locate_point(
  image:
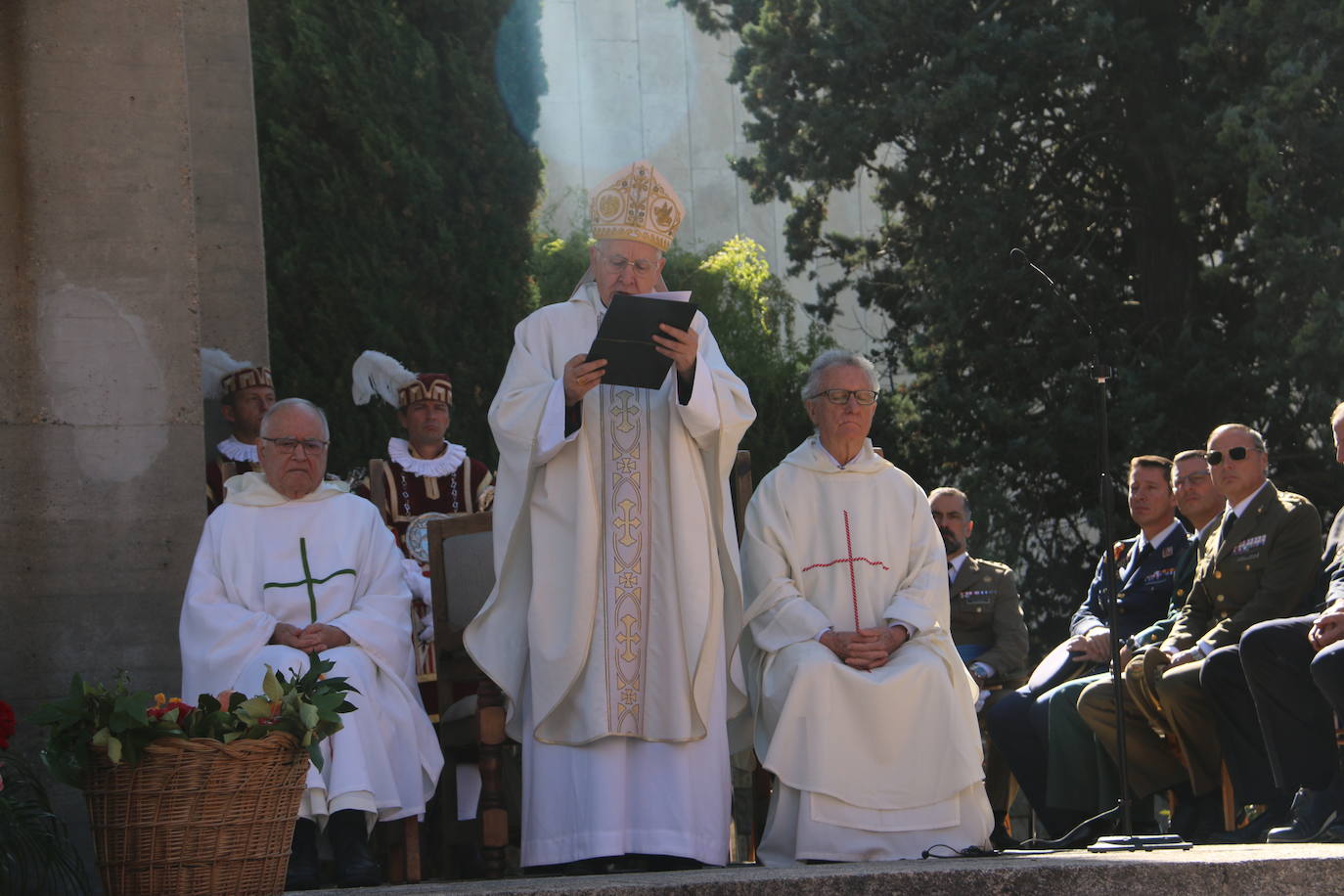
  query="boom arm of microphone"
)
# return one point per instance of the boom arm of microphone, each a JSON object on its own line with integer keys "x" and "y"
{"x": 1020, "y": 258}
• • • • • • •
Reproduce the listing above line for line, omitting the picture.

locate_point(
  image:
  query="boom arm of microphone"
)
# return one point per instance of the boom arm of microphone, each a JSON object on its own line with integer keys "x" and "y"
{"x": 1020, "y": 258}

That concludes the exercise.